• _THE PROBLEM_
Locate each line in the listing below that contains the string "bowl", with case counting, and copy those lines out.

+++

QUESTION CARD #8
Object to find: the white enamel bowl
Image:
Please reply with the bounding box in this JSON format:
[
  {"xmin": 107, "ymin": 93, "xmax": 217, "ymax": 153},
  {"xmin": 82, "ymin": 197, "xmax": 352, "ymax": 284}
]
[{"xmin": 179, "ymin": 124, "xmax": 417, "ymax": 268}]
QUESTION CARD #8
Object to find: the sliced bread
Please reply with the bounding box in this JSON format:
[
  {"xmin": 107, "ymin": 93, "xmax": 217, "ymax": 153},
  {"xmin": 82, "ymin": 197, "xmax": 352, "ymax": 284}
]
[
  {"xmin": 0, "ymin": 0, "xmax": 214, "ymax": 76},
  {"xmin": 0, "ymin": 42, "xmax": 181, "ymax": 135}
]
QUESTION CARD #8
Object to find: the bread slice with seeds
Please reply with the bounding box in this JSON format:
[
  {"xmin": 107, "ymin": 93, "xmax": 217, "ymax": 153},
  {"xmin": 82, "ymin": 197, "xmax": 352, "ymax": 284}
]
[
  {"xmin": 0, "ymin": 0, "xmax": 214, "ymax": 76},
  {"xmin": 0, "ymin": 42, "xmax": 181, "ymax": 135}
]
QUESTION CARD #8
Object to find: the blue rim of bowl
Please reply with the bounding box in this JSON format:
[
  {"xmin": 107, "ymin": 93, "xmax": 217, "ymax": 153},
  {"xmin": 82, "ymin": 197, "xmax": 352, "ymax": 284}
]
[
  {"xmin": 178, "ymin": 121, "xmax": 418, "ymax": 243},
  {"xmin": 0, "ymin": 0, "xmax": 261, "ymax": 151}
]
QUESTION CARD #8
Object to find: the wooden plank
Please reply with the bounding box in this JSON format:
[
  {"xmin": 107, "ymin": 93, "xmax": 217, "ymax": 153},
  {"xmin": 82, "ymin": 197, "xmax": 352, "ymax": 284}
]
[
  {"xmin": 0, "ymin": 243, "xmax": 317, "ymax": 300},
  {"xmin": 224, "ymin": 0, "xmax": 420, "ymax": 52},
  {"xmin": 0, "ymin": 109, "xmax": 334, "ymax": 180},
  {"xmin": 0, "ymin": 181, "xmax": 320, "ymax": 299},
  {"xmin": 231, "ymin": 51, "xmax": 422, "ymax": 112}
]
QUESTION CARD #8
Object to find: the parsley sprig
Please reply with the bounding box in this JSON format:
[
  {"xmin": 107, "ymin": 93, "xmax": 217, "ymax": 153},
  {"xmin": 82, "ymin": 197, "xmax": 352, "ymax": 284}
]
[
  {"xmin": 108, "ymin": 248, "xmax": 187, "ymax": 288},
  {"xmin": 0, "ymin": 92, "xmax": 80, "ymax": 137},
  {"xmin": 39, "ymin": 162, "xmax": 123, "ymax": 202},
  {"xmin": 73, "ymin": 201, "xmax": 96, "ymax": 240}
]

+++

• _RESPONSE BELOW_
Object to find: the white enamel bowl
Object to find: the blue rim of bowl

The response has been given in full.